[start of Dataset records]

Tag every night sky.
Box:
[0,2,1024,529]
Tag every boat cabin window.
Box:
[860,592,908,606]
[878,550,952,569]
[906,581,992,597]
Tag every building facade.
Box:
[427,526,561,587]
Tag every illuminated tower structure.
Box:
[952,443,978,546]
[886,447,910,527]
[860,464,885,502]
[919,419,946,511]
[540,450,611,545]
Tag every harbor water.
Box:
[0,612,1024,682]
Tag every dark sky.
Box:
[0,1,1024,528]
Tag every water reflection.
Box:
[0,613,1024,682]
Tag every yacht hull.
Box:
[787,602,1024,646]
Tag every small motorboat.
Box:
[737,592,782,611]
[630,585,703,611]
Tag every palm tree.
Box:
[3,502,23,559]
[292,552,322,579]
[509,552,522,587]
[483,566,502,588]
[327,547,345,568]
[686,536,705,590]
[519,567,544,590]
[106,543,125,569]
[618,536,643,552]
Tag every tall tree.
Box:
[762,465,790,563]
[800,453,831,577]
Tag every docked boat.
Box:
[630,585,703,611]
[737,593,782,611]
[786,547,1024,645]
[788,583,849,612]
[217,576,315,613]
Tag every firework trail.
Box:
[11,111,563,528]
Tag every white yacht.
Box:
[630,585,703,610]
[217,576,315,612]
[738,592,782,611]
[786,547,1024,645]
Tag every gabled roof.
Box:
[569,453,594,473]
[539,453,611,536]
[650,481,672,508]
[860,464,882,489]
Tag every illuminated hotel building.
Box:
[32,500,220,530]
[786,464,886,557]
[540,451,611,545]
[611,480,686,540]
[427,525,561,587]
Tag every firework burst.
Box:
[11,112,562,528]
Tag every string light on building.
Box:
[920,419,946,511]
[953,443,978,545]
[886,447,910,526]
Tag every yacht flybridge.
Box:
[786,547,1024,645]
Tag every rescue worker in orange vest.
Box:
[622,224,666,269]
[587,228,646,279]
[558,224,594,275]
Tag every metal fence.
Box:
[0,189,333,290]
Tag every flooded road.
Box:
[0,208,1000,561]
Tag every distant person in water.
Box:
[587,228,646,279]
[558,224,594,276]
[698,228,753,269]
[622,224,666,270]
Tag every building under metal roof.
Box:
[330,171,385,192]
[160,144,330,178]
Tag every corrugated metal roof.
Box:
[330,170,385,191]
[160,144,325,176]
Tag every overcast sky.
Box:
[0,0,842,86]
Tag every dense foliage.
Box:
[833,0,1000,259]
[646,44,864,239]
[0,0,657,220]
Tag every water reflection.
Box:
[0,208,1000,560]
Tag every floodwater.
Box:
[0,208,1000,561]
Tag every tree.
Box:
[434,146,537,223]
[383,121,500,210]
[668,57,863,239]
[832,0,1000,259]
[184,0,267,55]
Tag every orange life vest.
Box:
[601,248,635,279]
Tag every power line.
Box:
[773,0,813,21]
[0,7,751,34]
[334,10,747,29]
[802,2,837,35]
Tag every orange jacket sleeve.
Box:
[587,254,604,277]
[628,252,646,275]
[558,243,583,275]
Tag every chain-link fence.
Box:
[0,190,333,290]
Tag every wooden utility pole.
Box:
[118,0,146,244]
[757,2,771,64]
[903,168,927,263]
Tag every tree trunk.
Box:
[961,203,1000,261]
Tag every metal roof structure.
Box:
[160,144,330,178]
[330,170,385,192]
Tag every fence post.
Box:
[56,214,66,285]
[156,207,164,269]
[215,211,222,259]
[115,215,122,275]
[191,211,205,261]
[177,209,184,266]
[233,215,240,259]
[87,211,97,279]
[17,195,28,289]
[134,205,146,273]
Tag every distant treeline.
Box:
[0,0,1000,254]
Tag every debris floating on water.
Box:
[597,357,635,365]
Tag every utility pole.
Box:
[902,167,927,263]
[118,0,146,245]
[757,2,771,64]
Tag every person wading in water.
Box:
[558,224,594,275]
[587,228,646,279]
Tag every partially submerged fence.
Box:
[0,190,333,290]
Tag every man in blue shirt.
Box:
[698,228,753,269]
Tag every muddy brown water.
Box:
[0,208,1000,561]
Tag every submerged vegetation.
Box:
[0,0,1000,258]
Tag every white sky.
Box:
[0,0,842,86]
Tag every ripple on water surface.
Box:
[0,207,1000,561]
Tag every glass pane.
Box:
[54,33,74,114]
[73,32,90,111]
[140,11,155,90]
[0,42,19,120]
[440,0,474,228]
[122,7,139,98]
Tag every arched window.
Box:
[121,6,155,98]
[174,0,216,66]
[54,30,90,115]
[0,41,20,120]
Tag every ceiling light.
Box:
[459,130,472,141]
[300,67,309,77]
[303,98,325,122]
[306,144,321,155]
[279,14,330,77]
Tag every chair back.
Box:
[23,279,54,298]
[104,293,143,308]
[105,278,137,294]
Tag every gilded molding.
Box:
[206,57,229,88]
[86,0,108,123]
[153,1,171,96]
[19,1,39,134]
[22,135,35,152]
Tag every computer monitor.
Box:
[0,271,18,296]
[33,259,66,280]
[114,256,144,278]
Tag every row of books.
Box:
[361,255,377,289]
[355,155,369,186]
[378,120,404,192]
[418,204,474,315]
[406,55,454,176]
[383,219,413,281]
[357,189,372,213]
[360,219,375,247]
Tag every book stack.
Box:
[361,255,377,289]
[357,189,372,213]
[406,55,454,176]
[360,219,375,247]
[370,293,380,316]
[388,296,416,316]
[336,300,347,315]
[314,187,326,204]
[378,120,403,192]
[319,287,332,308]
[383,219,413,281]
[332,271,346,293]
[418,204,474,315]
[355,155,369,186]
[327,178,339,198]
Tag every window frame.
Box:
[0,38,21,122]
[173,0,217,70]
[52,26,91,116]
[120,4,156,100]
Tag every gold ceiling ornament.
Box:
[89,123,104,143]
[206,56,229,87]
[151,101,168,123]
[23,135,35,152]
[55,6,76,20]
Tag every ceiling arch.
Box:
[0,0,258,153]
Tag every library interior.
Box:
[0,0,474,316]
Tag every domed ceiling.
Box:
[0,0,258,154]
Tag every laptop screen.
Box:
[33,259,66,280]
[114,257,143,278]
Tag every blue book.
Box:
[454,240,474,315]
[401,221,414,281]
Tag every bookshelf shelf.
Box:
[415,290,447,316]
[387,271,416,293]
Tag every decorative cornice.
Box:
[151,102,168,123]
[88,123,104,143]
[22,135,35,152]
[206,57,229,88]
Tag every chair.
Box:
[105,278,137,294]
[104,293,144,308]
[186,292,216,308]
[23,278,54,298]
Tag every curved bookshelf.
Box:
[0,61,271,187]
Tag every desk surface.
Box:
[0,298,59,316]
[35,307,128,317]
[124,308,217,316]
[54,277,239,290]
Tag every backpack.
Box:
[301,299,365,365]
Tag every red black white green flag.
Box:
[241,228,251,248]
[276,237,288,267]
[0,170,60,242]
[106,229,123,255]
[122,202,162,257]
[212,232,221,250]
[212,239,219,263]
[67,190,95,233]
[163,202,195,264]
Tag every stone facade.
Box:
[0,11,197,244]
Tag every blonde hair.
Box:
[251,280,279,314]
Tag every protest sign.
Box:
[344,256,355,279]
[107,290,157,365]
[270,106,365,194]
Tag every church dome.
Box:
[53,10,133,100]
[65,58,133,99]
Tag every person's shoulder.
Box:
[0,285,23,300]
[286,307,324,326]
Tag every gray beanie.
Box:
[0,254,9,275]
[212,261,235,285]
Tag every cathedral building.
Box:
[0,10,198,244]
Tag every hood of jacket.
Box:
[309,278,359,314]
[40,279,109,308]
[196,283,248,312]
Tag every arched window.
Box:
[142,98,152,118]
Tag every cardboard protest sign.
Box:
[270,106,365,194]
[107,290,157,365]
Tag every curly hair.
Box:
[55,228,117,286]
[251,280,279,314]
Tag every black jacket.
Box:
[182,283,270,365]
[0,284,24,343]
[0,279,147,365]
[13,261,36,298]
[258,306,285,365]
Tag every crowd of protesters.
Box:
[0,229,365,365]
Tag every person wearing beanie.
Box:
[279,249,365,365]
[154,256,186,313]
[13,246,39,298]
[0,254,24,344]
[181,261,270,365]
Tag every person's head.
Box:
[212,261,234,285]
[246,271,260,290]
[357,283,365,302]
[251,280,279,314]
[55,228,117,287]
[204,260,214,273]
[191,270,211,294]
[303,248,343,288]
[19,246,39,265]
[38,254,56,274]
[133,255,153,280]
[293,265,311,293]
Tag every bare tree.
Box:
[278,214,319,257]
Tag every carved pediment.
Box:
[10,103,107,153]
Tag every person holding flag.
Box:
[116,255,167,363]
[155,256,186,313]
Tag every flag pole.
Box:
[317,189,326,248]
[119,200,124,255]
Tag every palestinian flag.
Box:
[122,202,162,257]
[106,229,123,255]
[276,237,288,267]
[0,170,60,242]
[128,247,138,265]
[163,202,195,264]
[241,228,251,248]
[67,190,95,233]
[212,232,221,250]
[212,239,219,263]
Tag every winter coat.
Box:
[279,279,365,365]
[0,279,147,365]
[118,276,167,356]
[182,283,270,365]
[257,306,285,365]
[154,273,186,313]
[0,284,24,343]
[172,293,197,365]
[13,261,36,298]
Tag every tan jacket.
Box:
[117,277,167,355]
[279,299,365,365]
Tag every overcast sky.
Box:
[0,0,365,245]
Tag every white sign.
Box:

[end of Dataset records]

Rewrite the records starting at the line containing "Tag every backpack." and ending at the line containing "[181,261,270,365]", swapping every "beanie" for "knit cap" and leaving everything else unchanged.

Solution for this problem -
Tag every backpack.
Box:
[301,299,365,365]
Tag every red black white green flag.
Box:
[241,228,251,248]
[276,237,288,267]
[0,170,60,242]
[106,229,123,255]
[122,202,162,257]
[212,232,221,250]
[212,239,219,263]
[67,190,95,233]
[163,202,195,264]
Tag every stone facade.
Box:
[0,11,197,244]
Tag every blonde hair.
Box:
[251,280,279,314]
Tag every protest sign.
Box:
[344,256,355,279]
[107,290,157,365]
[270,106,365,194]
Tag every church dome.
Box:
[53,10,133,100]
[65,58,133,99]
Tag every person's shoulder.
Box:
[0,285,23,300]
[286,307,324,326]
Tag every gray knit cap.
Box:
[0,254,9,275]
[212,261,235,285]
Tag every cathedral building.
Box:
[0,10,198,244]
Tag every hood of jacket.
Box:
[309,278,359,314]
[40,279,109,308]
[196,283,248,312]
Tag every arched window.
Box:
[142,98,152,118]
Tag every cardboard protest sign.
Box:
[270,106,365,194]
[107,290,157,365]
Tag every curly hair.
Box:
[55,228,117,286]
[251,280,279,314]
Tag every black jacket.
Box:
[182,283,270,365]
[0,284,24,343]
[0,279,147,365]
[13,261,36,298]
[258,306,285,365]
Tag every crowd of protesters.
Box:
[0,229,365,365]
Tag every person wearing knit cap.
Box:
[279,249,365,365]
[154,256,186,313]
[13,246,39,298]
[0,254,24,344]
[181,261,270,365]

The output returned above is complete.